Consegna scritta
Disponi in una tabella Markdown le righe dei record riportati sotto, a partire da quella che contiene "Note: we are tagging the police officer" e fermandoti dopo quella che contiene "[(27, 26), (641, 8)]", tralasciando le righe vuote. Intitola le colonne Numero e Riga: nella prima metti il numero progressivo, nella seconda il testo della riga.

Righe archiviate
▼▼▼
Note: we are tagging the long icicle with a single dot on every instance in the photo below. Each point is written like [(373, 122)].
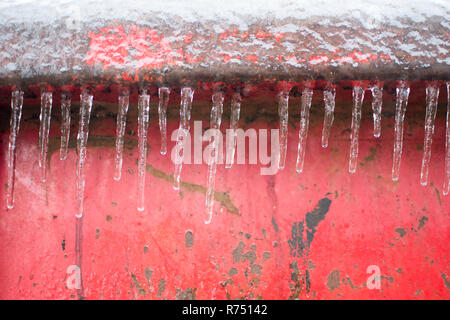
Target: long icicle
[(432, 92), (86, 100), (14, 126), (446, 187), (65, 124), (377, 105), (187, 95), (358, 97), (400, 110), (163, 94), (304, 123), (143, 118), (283, 112), (216, 119), (234, 124), (124, 102), (329, 95), (44, 128)]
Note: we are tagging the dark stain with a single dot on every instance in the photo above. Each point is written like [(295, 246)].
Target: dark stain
[(274, 224), (232, 272), (237, 253), (250, 256), (296, 242), (446, 282), (270, 188), (372, 155), (422, 222), (137, 284), (401, 232), (222, 197), (349, 281), (188, 294), (161, 287), (255, 269), (189, 239), (148, 274), (300, 281), (333, 281), (438, 195), (312, 219)]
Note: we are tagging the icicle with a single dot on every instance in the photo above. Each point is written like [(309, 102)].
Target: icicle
[(216, 119), (304, 122), (400, 110), (358, 97), (14, 125), (283, 112), (377, 103), (65, 125), (446, 187), (83, 133), (329, 95), (234, 120), (163, 94), (124, 101), (44, 118), (187, 94), (431, 102), (143, 118)]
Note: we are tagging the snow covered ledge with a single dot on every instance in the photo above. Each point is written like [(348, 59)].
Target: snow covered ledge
[(174, 41)]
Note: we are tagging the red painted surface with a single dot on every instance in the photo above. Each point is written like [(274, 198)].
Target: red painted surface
[(401, 227), (148, 49)]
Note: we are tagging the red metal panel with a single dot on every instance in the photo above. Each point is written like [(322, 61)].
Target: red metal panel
[(253, 247)]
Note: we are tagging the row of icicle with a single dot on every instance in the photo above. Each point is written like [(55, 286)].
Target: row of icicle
[(187, 93)]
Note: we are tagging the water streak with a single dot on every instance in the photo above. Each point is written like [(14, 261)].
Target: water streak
[(216, 119), (432, 92), (124, 101), (143, 118), (86, 100), (163, 94), (446, 187), (187, 95), (358, 97), (400, 110), (234, 123), (65, 124), (329, 95), (377, 104), (304, 123), (44, 128), (14, 126)]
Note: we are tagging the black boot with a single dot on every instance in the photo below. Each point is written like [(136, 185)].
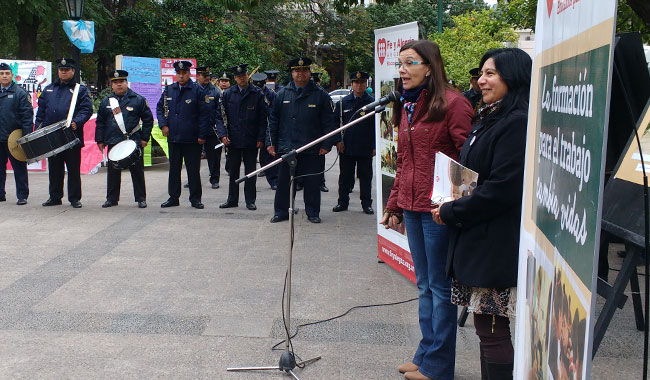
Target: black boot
[(498, 371)]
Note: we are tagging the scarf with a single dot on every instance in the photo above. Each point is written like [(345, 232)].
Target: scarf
[(409, 100)]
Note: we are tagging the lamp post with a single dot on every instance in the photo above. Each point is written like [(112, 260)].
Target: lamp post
[(75, 10)]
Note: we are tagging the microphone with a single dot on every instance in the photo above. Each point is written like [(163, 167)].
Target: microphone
[(393, 96)]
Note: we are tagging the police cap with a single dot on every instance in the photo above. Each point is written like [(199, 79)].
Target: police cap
[(299, 62), (118, 74), (182, 65), (65, 63), (359, 75)]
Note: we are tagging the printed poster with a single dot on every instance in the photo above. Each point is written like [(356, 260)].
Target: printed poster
[(563, 182), (392, 245)]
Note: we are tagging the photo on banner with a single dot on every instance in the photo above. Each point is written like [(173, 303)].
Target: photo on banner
[(563, 182), (392, 245)]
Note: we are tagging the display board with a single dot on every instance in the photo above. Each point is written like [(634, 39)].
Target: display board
[(565, 160)]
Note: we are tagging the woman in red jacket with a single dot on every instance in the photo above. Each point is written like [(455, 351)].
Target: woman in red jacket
[(432, 117)]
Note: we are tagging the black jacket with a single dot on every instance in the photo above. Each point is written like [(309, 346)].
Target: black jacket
[(54, 102), (189, 114), (134, 108), (484, 226), (296, 120), (247, 115), (359, 139), (16, 111)]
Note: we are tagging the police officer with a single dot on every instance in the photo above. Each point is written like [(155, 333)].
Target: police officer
[(183, 117), (247, 118), (16, 112), (211, 95), (301, 113), (259, 80), (272, 80), (53, 106), (133, 108), (357, 146), (223, 82), (474, 93)]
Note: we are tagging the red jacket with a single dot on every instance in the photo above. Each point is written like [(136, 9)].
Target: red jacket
[(417, 145)]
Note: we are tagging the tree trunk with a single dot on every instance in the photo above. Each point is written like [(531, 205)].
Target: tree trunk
[(27, 26), (641, 8)]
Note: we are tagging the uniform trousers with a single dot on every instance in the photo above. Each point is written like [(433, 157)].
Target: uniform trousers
[(191, 154), (20, 173), (114, 180), (272, 173), (213, 156), (71, 158), (307, 164), (249, 157), (347, 165)]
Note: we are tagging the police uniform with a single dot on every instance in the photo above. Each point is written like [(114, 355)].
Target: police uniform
[(16, 112), (298, 116), (247, 118), (211, 95), (358, 148), (188, 121), (53, 106), (133, 108), (271, 175)]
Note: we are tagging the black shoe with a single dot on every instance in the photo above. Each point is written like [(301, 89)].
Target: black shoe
[(109, 204), (278, 218), (52, 202), (339, 207), (170, 203)]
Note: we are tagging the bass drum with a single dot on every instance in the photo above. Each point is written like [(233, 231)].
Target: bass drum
[(124, 154)]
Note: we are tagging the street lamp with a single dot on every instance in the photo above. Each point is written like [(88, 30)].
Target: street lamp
[(75, 10)]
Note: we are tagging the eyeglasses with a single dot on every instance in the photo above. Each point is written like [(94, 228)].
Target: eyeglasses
[(409, 64)]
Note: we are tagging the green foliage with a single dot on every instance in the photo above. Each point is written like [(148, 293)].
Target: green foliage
[(463, 46)]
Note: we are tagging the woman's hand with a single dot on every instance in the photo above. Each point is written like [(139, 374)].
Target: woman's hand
[(435, 212)]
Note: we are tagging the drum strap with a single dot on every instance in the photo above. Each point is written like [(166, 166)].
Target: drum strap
[(73, 104), (119, 119)]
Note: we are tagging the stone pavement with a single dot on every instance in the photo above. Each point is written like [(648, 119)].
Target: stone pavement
[(180, 293)]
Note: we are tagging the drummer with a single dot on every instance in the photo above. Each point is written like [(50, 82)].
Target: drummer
[(53, 106), (133, 108), (16, 112)]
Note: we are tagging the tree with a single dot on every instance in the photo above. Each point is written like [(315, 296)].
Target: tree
[(463, 46)]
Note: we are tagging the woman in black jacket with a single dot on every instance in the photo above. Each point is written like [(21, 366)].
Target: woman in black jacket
[(484, 226)]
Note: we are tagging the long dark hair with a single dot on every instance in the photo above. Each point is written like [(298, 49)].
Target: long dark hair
[(435, 84), (514, 67)]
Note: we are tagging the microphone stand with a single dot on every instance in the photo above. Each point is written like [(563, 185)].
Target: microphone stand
[(287, 360)]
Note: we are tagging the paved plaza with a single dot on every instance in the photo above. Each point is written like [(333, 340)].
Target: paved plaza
[(180, 293)]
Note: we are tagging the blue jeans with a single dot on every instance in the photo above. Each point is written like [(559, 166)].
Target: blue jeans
[(428, 241)]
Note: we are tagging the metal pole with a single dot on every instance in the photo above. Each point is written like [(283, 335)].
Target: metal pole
[(439, 16)]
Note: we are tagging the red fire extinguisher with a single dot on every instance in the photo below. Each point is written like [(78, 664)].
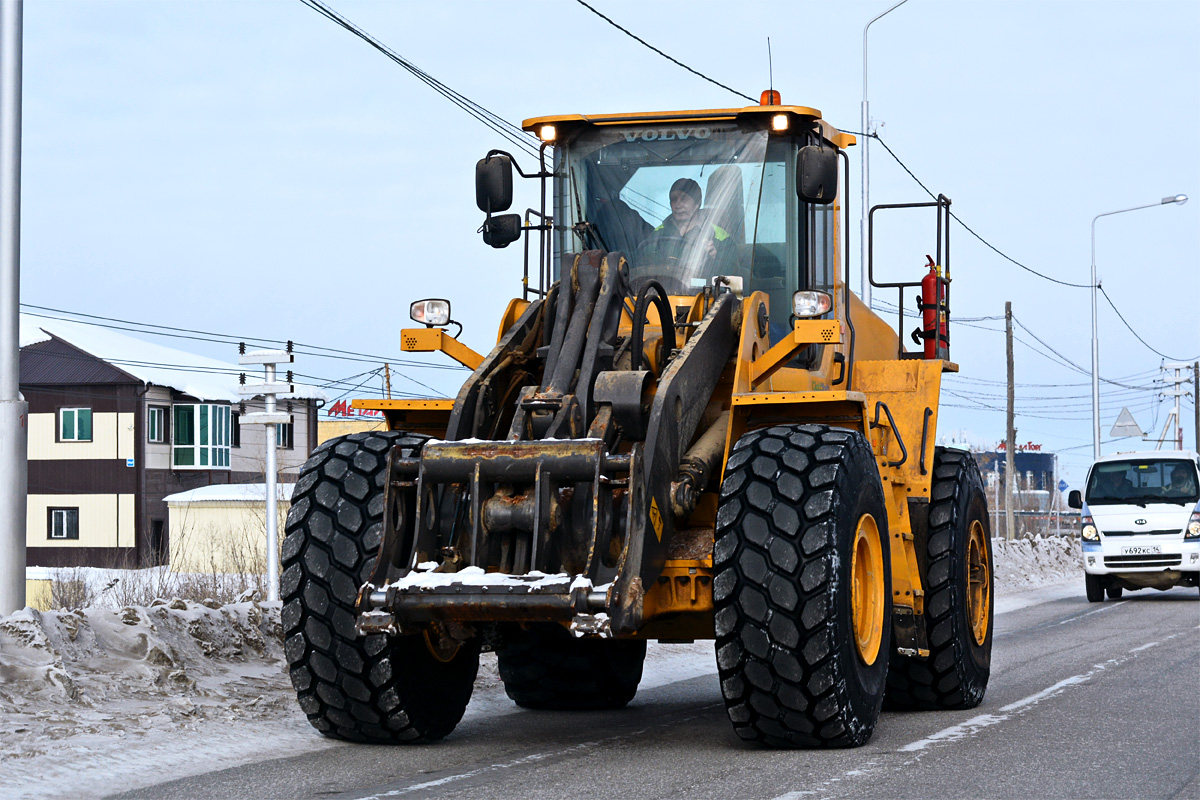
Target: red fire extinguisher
▲▲▲
Risposta scritta
| Numero | Riga |
|---|---|
| 1 | Note: we are tagging the police officer with a single dot on every instance in the photo above. Each point is written like [(155, 333)]. |
| 2 | Target: police officer |
| 3 | [(183, 117), (247, 118), (16, 112), (211, 95), (301, 113), (259, 80), (272, 80), (53, 106), (133, 108), (357, 146), (223, 82), (474, 93)] |
| 4 | Note: we are tagging the red jacket with a single dot on every instance in the photo above. Each point is written like [(136, 9)]. |
| 5 | Target: red jacket |
| 6 | [(417, 145)] |
| 7 | Note: we are tagging the tree trunk with a single dot on every instance in the photo above. Each point is written like [(531, 205)]. |
| 8 | Target: tree trunk |
| 9 | [(27, 26), (641, 8)] |